Starting at the line with "of the green" in it, reproduce each line below through the last one, exactly, and include nothing else.

* Begin MATERIAL SHOWN *

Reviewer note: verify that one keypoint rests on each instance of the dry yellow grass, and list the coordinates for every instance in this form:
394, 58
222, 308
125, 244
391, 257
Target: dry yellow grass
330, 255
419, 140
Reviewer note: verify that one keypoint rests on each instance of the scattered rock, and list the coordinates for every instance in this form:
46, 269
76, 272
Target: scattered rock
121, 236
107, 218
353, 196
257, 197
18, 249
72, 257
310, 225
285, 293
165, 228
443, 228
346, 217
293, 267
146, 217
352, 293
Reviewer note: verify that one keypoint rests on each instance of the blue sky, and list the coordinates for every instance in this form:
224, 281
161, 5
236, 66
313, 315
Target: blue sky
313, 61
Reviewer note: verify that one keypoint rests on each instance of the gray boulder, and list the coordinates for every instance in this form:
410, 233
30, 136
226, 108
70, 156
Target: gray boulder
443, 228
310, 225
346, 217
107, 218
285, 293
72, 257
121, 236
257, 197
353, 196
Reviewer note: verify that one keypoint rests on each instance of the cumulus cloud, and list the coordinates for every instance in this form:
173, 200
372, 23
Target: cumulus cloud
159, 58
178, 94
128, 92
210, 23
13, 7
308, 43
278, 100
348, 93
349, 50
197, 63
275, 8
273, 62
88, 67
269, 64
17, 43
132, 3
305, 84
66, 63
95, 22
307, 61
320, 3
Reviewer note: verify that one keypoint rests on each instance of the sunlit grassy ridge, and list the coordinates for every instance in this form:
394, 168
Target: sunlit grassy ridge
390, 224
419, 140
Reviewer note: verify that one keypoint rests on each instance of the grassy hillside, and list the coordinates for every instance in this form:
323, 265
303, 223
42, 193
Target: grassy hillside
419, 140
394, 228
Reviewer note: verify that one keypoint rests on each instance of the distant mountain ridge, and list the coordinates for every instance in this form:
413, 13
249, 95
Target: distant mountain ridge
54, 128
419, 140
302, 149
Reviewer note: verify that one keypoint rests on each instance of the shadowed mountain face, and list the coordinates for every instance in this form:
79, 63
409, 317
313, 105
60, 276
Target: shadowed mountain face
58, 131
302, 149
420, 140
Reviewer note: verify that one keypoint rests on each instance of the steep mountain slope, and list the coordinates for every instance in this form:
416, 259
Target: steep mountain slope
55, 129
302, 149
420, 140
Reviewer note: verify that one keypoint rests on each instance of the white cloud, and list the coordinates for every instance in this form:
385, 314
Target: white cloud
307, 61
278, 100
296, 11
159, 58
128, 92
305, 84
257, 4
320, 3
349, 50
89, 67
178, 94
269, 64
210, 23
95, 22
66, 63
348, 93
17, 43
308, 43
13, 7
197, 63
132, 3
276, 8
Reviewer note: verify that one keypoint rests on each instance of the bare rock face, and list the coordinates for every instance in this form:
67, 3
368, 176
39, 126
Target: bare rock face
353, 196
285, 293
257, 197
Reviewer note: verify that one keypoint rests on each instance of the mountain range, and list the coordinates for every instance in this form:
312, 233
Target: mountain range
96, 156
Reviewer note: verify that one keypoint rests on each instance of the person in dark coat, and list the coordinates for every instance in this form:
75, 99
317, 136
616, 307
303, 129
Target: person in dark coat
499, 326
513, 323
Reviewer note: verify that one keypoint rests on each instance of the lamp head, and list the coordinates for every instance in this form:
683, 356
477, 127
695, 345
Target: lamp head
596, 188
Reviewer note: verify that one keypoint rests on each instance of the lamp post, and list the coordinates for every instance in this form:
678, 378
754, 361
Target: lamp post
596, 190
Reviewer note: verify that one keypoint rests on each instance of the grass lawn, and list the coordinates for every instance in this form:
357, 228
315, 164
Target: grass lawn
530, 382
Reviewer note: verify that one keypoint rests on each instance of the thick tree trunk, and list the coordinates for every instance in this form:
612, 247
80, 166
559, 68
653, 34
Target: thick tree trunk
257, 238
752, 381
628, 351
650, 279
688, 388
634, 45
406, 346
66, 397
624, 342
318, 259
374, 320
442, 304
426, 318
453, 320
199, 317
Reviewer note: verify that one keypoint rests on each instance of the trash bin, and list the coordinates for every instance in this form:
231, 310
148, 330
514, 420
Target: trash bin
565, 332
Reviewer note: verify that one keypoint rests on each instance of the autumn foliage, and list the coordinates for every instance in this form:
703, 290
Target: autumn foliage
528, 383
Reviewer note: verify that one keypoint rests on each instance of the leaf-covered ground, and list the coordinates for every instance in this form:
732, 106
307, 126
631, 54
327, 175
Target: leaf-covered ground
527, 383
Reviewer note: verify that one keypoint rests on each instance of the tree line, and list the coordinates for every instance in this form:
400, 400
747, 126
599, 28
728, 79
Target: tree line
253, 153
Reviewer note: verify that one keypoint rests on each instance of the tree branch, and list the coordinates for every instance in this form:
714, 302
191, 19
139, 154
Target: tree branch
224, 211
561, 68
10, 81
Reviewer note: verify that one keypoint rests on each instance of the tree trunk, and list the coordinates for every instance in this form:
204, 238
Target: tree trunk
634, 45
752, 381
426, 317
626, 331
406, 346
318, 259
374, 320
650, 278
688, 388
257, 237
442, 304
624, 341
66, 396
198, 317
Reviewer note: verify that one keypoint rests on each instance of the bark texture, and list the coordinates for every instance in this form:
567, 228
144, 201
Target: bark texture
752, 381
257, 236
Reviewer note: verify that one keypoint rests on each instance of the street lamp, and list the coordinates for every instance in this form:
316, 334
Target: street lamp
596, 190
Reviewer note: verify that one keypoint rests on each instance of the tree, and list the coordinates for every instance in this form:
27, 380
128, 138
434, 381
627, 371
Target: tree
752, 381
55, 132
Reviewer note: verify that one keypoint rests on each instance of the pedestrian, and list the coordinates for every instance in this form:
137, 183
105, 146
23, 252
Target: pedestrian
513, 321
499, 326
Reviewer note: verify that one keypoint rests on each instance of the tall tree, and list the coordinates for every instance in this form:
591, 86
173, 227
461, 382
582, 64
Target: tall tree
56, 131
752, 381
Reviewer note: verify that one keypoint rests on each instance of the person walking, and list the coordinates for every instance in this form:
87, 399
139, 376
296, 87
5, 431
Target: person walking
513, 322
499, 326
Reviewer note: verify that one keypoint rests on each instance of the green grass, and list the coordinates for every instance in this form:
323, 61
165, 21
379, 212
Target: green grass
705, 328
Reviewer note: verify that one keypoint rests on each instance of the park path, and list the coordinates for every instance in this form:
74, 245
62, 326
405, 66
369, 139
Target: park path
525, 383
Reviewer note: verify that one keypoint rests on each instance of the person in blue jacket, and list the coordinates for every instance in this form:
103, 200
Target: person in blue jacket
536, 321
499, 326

* End MATERIAL SHOWN *

◆ **TASK RESULT**
Reviewer note: verify that one keypoint rests on each instance of the green grass, and list the coordinates for every instance in this form:
323, 61
165, 21
379, 212
Target: green grass
705, 328
Reviewer note: verify that one keypoint rests on each instance of the park path, and list the coordinates for every instance in this form:
74, 245
62, 326
405, 66
369, 139
Target: park path
525, 383
Reviewer note: verify that one keypoint rests on each instance of the person in blue jacket, and list the coordinates for every instance in this form:
103, 200
Target: person in blue jacket
536, 321
499, 326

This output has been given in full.